EXERCISE TASKS ::
1 - Set down the stretch of the Eurovision passage below from "I have to give" through "physically resempbles her).", word for word.
2 - According to the Eurovision passage below, how many finalists marched behind their flags in the parade of nations?
3 - List every title of a song or musical number that the Eurovision passage below gives in quotation marks.

PASSAGE GIVEN ::
* START *

As expected, Sweden hosted a fabulous Eurovision contest.  It began with a video package featuring a caterpillar touring around Europe that we all know would then transform into the butterfly logo representing this year’s contest.  Then, we get to listen to a choir singing a solemn hymn that I confirmed later was composed by ABBA’s Benny Andersson and Björn Ulvaeus with electro-dance musician Avicii, and a parade of nations with the 26 finalists marching behind their respective flags.  I hope the song becomes like an anthem to be sung in subsequent Eurovision finals and I hope the parade of nations ritual becomes a permanent fixture.

I have to give major compliments to the host of the proceedings, Petra Mede.  You might assume from her poised demeanor that she’s just a conventional host, but she has a killer droll wit (one line she uttered about the rabid, flamboyant, campy fans in the front-rows: “You just have not found the right girl, yet”).  It turns out she is like Sweden’s version of Kathy Griffin, a more sophisticated, upper-class version of that famous US comedienne (she even physically resempbles her).

Eurovision 2013 host Petra Mede (image sourced from
Kathy Griffin (image sourced from

In one of the intervals before the results are announced, Petra performed a funny number that skewers and pays tributes to the stereotypes, products, and people that made her nation famous.  Not only was she as hilarious as Kathy Griffin, she has the performance chops of a Neil Patrick Harris at the Tonys.  Check out her “Swedish Smorgasbord” number:

Carola made a cameo in this number singing the title line of the English version of her 1991 Eurovision winning song, “Fångad av en stormvind [Captured by a Lovestorm]” before falling off the stage–a nice gag and she still looks and sounds terrific.  For complete lyrics of this witty number, check out the article from the U.K.’s Daily Mirror.

Petra also narrated a humorous history of Eurovision song contest, interspersing herself in some moments (like as a phone operator in the early 1960s, or as ABBA’s Anni-Frid Lyngstad in their “Waterloo” performance) or providing cheeky comments like Johnny Logan’s three Eurovision wins, the last one supposedly in drag as Linda Martin (actually Johnny wrote the winning song; his first two wins he performed the songs).  It was a comic treat.

* END *

LISTING ::
* START *

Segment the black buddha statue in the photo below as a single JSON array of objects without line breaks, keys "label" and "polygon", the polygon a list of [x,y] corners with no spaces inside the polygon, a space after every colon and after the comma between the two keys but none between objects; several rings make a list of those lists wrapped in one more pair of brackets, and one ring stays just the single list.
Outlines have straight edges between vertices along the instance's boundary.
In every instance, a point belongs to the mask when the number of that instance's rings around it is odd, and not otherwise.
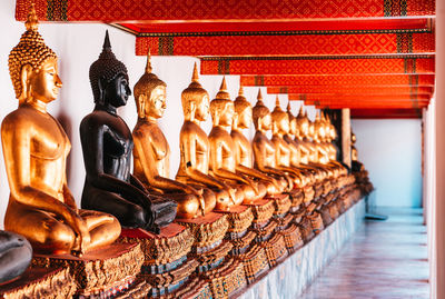
[{"label": "black buddha statue", "polygon": [[87,170],[81,206],[113,215],[122,227],[159,233],[175,219],[177,203],[150,196],[130,173],[134,141],[117,108],[127,103],[131,91],[127,68],[112,53],[108,31],[89,77],[96,106],[80,123]]},{"label": "black buddha statue", "polygon": [[0,283],[22,275],[31,258],[32,247],[24,237],[0,230]]}]

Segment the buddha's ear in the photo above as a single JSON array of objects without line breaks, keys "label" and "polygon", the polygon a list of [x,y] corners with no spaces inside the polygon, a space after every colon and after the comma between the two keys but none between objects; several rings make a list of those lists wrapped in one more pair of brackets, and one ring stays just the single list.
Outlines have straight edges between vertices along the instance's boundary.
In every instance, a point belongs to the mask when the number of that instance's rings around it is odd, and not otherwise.
[{"label": "buddha's ear", "polygon": [[100,77],[98,80],[99,87],[99,103],[105,104],[105,89],[107,88],[107,80]]},{"label": "buddha's ear", "polygon": [[195,111],[196,111],[196,102],[190,101],[190,120],[195,119]]},{"label": "buddha's ear", "polygon": [[138,103],[139,118],[145,118],[146,117],[147,96],[139,94],[139,97],[136,99],[136,102]]},{"label": "buddha's ear", "polygon": [[21,83],[21,93],[19,96],[19,101],[23,101],[30,91],[30,77],[32,74],[32,67],[31,64],[27,63],[21,67],[20,71],[20,83]]}]

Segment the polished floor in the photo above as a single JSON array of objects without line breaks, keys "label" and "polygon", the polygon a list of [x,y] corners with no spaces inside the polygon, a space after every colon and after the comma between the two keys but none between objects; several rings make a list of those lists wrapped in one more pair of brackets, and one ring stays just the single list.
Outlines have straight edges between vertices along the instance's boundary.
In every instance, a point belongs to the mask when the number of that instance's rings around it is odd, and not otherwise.
[{"label": "polished floor", "polygon": [[366,221],[303,299],[429,298],[426,227],[419,209],[384,209]]}]

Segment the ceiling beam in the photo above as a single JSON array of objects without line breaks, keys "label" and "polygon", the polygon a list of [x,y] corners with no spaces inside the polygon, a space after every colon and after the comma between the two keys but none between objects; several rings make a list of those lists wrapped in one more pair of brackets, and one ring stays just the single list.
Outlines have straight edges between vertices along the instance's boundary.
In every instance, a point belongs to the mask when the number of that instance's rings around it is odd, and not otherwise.
[{"label": "ceiling beam", "polygon": [[[17,0],[23,21],[30,0]],[[39,19],[48,21],[293,21],[299,19],[434,16],[434,0],[32,0]]]},{"label": "ceiling beam", "polygon": [[434,73],[434,56],[201,58],[202,74]]}]

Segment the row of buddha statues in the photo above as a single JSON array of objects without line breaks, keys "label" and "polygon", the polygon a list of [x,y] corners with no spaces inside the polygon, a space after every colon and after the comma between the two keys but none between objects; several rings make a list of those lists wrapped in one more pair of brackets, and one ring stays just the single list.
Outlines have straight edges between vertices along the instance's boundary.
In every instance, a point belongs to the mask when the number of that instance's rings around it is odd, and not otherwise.
[{"label": "row of buddha statues", "polygon": [[[346,178],[344,186],[354,183],[348,168],[337,161],[337,149],[333,142],[336,129],[327,114],[320,112],[315,121],[309,121],[301,107],[295,117],[290,106],[287,111],[280,108],[278,98],[270,112],[260,91],[256,104],[251,107],[243,87],[233,101],[225,79],[210,101],[208,92],[199,83],[196,64],[191,83],[181,93],[185,120],[179,133],[180,165],[176,178],[170,179],[170,148],[157,123],[166,110],[167,86],[152,72],[148,54],[145,73],[132,90],[138,120],[131,131],[117,112],[131,96],[128,71],[113,54],[107,31],[102,51],[89,69],[95,108],[80,123],[86,179],[79,208],[67,185],[70,140],[61,124],[47,111],[47,106],[56,100],[62,87],[57,56],[38,32],[33,8],[26,28],[9,56],[9,70],[19,107],[1,124],[10,187],[6,231],[0,235],[2,282],[19,277],[31,259],[33,266],[55,260],[50,267],[80,267],[76,265],[93,259],[89,252],[106,255],[106,248],[116,241],[130,246],[135,239],[148,239],[146,243],[157,246],[146,248],[147,252],[139,256],[146,259],[147,277],[159,280],[168,271],[176,271],[171,277],[180,277],[172,279],[175,283],[162,285],[169,286],[164,292],[158,287],[152,296],[176,291],[186,278],[195,273],[195,268],[199,269],[198,272],[207,272],[209,281],[222,279],[220,277],[227,280],[229,275],[225,273],[231,273],[234,269],[243,273],[246,271],[247,276],[247,261],[243,266],[239,259],[228,261],[226,258],[228,251],[235,250],[231,245],[222,246],[229,243],[225,241],[228,238],[226,232],[231,229],[230,240],[234,242],[247,242],[247,231],[256,223],[255,231],[259,235],[264,232],[264,237],[251,235],[251,239],[278,243],[279,238],[270,232],[277,230],[277,225],[270,221],[275,217],[278,222],[281,221],[280,233],[287,236],[287,239],[283,237],[286,248],[296,248],[297,241],[293,240],[299,236],[296,232],[299,220],[296,222],[294,219],[290,206],[295,206],[294,212],[303,210],[306,217],[307,207],[312,205],[309,215],[322,205],[313,202],[315,186],[325,182],[334,185],[339,178]],[[207,136],[200,122],[209,116],[212,129]],[[256,132],[250,142],[244,130],[251,122]],[[271,131],[271,139],[267,137],[268,131]],[[334,195],[332,190],[338,191],[344,186],[333,187],[325,193]],[[307,205],[300,206],[305,196]],[[275,200],[265,200],[268,198]],[[269,211],[270,215],[265,216]],[[243,229],[237,230],[235,227],[239,226]],[[309,230],[313,231],[313,227]],[[165,243],[159,241],[162,238],[167,240]],[[175,239],[174,245],[169,238],[179,239]],[[134,249],[119,247],[116,250],[129,252]],[[162,255],[167,255],[168,250],[176,250],[176,253],[168,251],[171,257],[162,260],[159,258],[162,250]],[[247,252],[244,249],[238,251]],[[137,256],[131,252],[132,258]],[[188,252],[197,261],[190,255],[188,257]],[[200,252],[212,252],[212,256],[206,253],[202,258]],[[260,246],[249,252],[250,259],[271,255]],[[99,256],[95,259],[101,259],[100,253],[95,255]],[[110,253],[109,259],[113,260],[119,255]],[[69,262],[63,263],[66,260]],[[125,258],[121,260],[126,261]],[[130,260],[128,258],[127,262]],[[230,266],[221,266],[221,260]],[[187,263],[189,270],[176,268],[179,266],[175,265],[179,263]],[[255,267],[263,266],[255,262]],[[111,280],[109,282],[112,285]],[[210,286],[211,295],[208,295],[209,289],[202,285],[205,282],[196,279],[194,283],[195,287],[189,287],[182,296],[192,297],[192,289],[200,288],[200,298],[218,298],[216,287]],[[237,283],[240,286],[243,282]],[[206,297],[206,292],[210,297]],[[132,296],[137,298],[136,292]]]}]

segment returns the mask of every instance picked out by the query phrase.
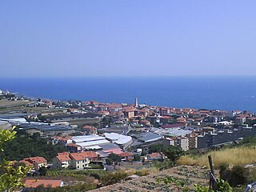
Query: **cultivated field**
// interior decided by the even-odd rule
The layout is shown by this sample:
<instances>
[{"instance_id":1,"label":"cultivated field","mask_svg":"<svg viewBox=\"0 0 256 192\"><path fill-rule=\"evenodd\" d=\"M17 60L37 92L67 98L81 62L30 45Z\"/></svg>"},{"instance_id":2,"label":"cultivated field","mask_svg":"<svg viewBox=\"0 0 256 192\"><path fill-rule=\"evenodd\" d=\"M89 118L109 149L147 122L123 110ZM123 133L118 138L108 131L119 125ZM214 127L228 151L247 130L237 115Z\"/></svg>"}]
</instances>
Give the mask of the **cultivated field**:
<instances>
[{"instance_id":1,"label":"cultivated field","mask_svg":"<svg viewBox=\"0 0 256 192\"><path fill-rule=\"evenodd\" d=\"M231 166L243 166L256 163L256 146L242 146L232 149L224 149L199 157L183 156L178 160L180 165L209 166L207 156L211 154L215 168L222 164Z\"/></svg>"},{"instance_id":2,"label":"cultivated field","mask_svg":"<svg viewBox=\"0 0 256 192\"><path fill-rule=\"evenodd\" d=\"M187 187L194 189L194 184L207 185L208 170L198 166L179 166L148 176L104 186L91 191L102 192L143 192L182 191Z\"/></svg>"}]
</instances>

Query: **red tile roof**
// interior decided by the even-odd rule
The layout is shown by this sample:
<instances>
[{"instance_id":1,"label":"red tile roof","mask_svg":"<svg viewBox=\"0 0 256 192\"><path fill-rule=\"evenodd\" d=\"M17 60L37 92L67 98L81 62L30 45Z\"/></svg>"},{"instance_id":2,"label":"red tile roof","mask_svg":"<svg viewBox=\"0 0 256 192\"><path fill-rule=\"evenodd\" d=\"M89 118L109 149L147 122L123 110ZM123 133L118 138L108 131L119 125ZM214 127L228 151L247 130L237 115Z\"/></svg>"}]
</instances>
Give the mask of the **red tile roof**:
<instances>
[{"instance_id":1,"label":"red tile roof","mask_svg":"<svg viewBox=\"0 0 256 192\"><path fill-rule=\"evenodd\" d=\"M159 153L152 153L152 154L149 154L149 156L150 158L161 158L162 157L161 154L159 154Z\"/></svg>"},{"instance_id":2,"label":"red tile roof","mask_svg":"<svg viewBox=\"0 0 256 192\"><path fill-rule=\"evenodd\" d=\"M71 153L70 157L75 161L82 161L86 158L97 158L97 154L94 151L83 151L81 153Z\"/></svg>"},{"instance_id":3,"label":"red tile roof","mask_svg":"<svg viewBox=\"0 0 256 192\"><path fill-rule=\"evenodd\" d=\"M47 160L45 159L43 157L26 158L20 162L25 163L26 165L32 165L34 162L36 162L38 164L47 163Z\"/></svg>"},{"instance_id":4,"label":"red tile roof","mask_svg":"<svg viewBox=\"0 0 256 192\"><path fill-rule=\"evenodd\" d=\"M119 154L120 157L130 157L130 156L134 156L134 154L132 153L129 153L129 152L123 152L122 154Z\"/></svg>"},{"instance_id":5,"label":"red tile roof","mask_svg":"<svg viewBox=\"0 0 256 192\"><path fill-rule=\"evenodd\" d=\"M67 152L58 153L56 157L60 162L68 162L70 161L70 154Z\"/></svg>"},{"instance_id":6,"label":"red tile roof","mask_svg":"<svg viewBox=\"0 0 256 192\"><path fill-rule=\"evenodd\" d=\"M26 187L36 188L43 185L45 187L51 186L52 188L61 186L62 180L45 180L45 179L26 179L25 181Z\"/></svg>"}]
</instances>

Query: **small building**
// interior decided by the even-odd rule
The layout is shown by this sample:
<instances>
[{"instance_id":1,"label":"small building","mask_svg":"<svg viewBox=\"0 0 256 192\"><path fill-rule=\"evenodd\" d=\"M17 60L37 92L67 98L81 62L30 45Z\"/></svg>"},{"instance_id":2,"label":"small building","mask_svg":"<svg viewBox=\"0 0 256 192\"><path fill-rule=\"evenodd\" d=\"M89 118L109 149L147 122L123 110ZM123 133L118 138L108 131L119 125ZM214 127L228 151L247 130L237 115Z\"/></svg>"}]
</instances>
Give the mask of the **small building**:
<instances>
[{"instance_id":1,"label":"small building","mask_svg":"<svg viewBox=\"0 0 256 192\"><path fill-rule=\"evenodd\" d=\"M44 187L55 188L63 186L63 182L62 180L46 179L26 179L25 181L25 188L36 188L42 185Z\"/></svg>"},{"instance_id":2,"label":"small building","mask_svg":"<svg viewBox=\"0 0 256 192\"><path fill-rule=\"evenodd\" d=\"M123 152L118 154L121 157L121 160L123 162L132 161L134 159L134 154L130 152Z\"/></svg>"},{"instance_id":3,"label":"small building","mask_svg":"<svg viewBox=\"0 0 256 192\"><path fill-rule=\"evenodd\" d=\"M47 166L47 160L43 157L26 158L19 162L24 163L26 166L32 166L36 171L38 171L40 167Z\"/></svg>"},{"instance_id":4,"label":"small building","mask_svg":"<svg viewBox=\"0 0 256 192\"><path fill-rule=\"evenodd\" d=\"M151 160L151 161L161 160L164 158L163 154L160 153L152 153L152 154L147 154L146 157L147 160Z\"/></svg>"},{"instance_id":5,"label":"small building","mask_svg":"<svg viewBox=\"0 0 256 192\"><path fill-rule=\"evenodd\" d=\"M70 167L77 170L83 170L89 167L90 162L98 161L98 155L94 151L83 151L81 153L71 153Z\"/></svg>"},{"instance_id":6,"label":"small building","mask_svg":"<svg viewBox=\"0 0 256 192\"><path fill-rule=\"evenodd\" d=\"M97 134L97 128L93 126L84 126L82 130L86 133L86 134Z\"/></svg>"},{"instance_id":7,"label":"small building","mask_svg":"<svg viewBox=\"0 0 256 192\"><path fill-rule=\"evenodd\" d=\"M70 166L71 158L70 154L67 152L58 153L58 155L53 158L54 169L66 169Z\"/></svg>"}]
</instances>

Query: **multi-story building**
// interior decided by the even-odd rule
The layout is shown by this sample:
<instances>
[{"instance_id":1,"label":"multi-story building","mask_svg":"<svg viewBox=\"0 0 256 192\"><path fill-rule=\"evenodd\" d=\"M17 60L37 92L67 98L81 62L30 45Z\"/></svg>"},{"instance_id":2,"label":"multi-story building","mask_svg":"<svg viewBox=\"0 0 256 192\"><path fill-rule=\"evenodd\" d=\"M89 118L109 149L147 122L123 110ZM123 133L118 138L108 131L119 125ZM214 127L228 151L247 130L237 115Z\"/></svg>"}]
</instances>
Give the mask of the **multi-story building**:
<instances>
[{"instance_id":1,"label":"multi-story building","mask_svg":"<svg viewBox=\"0 0 256 192\"><path fill-rule=\"evenodd\" d=\"M58 153L58 155L53 158L53 168L62 169L70 167L71 158L70 154L67 152Z\"/></svg>"}]
</instances>

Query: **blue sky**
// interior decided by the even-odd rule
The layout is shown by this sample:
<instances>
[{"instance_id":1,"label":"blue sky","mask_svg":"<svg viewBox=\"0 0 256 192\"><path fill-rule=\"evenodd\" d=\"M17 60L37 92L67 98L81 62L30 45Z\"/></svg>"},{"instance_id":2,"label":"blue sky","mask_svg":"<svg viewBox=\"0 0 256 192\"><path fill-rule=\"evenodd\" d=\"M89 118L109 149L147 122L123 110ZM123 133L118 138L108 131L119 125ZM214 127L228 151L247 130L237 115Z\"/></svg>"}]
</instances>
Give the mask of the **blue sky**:
<instances>
[{"instance_id":1,"label":"blue sky","mask_svg":"<svg viewBox=\"0 0 256 192\"><path fill-rule=\"evenodd\" d=\"M256 75L256 1L1 1L2 77Z\"/></svg>"}]
</instances>

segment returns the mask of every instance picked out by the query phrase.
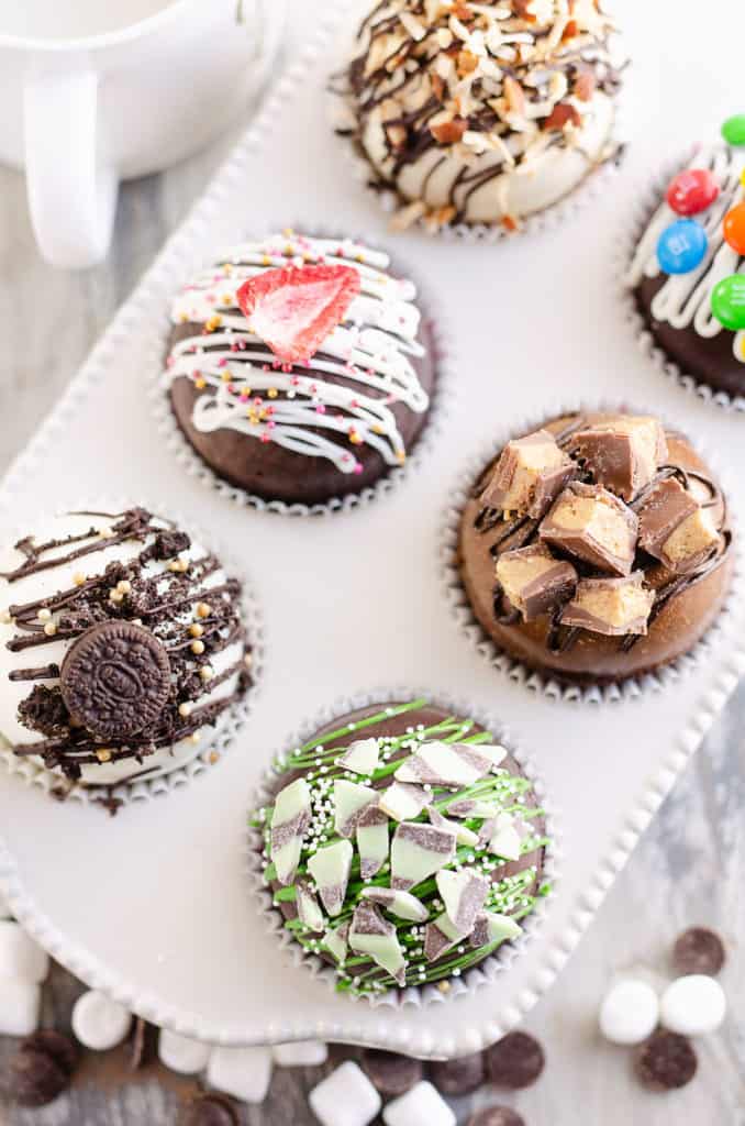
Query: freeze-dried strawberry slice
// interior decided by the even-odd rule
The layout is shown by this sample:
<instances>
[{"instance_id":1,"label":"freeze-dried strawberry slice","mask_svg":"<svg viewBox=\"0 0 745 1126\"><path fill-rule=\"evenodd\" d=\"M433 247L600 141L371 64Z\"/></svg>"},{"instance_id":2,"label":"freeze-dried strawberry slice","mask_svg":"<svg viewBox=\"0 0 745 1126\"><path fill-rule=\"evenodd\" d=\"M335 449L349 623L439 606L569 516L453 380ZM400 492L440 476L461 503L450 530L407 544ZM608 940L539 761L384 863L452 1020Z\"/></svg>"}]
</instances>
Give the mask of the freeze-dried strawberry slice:
<instances>
[{"instance_id":1,"label":"freeze-dried strawberry slice","mask_svg":"<svg viewBox=\"0 0 745 1126\"><path fill-rule=\"evenodd\" d=\"M237 303L251 331L293 364L318 350L359 289L351 266L284 266L244 282Z\"/></svg>"}]
</instances>

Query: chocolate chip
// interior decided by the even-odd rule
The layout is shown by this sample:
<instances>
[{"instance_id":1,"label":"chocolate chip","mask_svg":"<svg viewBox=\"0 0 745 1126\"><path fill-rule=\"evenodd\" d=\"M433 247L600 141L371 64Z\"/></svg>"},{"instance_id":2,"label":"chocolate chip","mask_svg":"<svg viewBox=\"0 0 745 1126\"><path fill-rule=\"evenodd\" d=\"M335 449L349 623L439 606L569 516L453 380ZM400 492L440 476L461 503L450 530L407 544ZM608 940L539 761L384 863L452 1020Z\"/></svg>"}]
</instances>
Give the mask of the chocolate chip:
<instances>
[{"instance_id":1,"label":"chocolate chip","mask_svg":"<svg viewBox=\"0 0 745 1126\"><path fill-rule=\"evenodd\" d=\"M526 1120L511 1107L484 1107L470 1116L466 1126L526 1126Z\"/></svg>"},{"instance_id":2,"label":"chocolate chip","mask_svg":"<svg viewBox=\"0 0 745 1126\"><path fill-rule=\"evenodd\" d=\"M639 1048L636 1073L647 1087L670 1091L690 1083L698 1063L690 1040L661 1028Z\"/></svg>"},{"instance_id":3,"label":"chocolate chip","mask_svg":"<svg viewBox=\"0 0 745 1126\"><path fill-rule=\"evenodd\" d=\"M486 1049L486 1073L497 1087L529 1087L545 1064L542 1047L528 1033L509 1033Z\"/></svg>"},{"instance_id":4,"label":"chocolate chip","mask_svg":"<svg viewBox=\"0 0 745 1126\"><path fill-rule=\"evenodd\" d=\"M10 1061L8 1093L21 1107L44 1107L69 1085L68 1072L46 1052L19 1048Z\"/></svg>"},{"instance_id":5,"label":"chocolate chip","mask_svg":"<svg viewBox=\"0 0 745 1126\"><path fill-rule=\"evenodd\" d=\"M181 1108L178 1126L237 1126L235 1107L224 1094L197 1094Z\"/></svg>"},{"instance_id":6,"label":"chocolate chip","mask_svg":"<svg viewBox=\"0 0 745 1126\"><path fill-rule=\"evenodd\" d=\"M673 965L679 974L708 974L713 977L725 964L725 946L706 927L684 930L673 947Z\"/></svg>"},{"instance_id":7,"label":"chocolate chip","mask_svg":"<svg viewBox=\"0 0 745 1126\"><path fill-rule=\"evenodd\" d=\"M481 1052L458 1060L438 1060L430 1065L430 1079L442 1094L468 1094L484 1082Z\"/></svg>"},{"instance_id":8,"label":"chocolate chip","mask_svg":"<svg viewBox=\"0 0 745 1126\"><path fill-rule=\"evenodd\" d=\"M362 1066L382 1094L404 1094L414 1083L419 1083L424 1073L420 1060L375 1048L366 1048Z\"/></svg>"},{"instance_id":9,"label":"chocolate chip","mask_svg":"<svg viewBox=\"0 0 745 1126\"><path fill-rule=\"evenodd\" d=\"M92 626L65 656L62 696L96 739L126 740L158 722L171 690L165 649L132 622Z\"/></svg>"}]
</instances>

* END *

RESULTS ::
1 -
I have to give major compliments to the host of the proceedings, Petra Mede.  You might assume from her poised demeanor that she’s just a conventional host, but she has a killer droll wit (one line she uttered about the rabid, flamboyant, campy fans in the front-rows: “You just have not found the right girl, yet”).  It turns out she is like Sweden’s version of Kathy Griffin, a more sophisticated, upper-class version of that famous US comedienne (she even physically resempbles her).

2 - 26 finalists

3 -
- "Swedish Smorgasbord"
- "Fångad av en stormvind [Captured by a Lovestorm]"
- "Waterloo"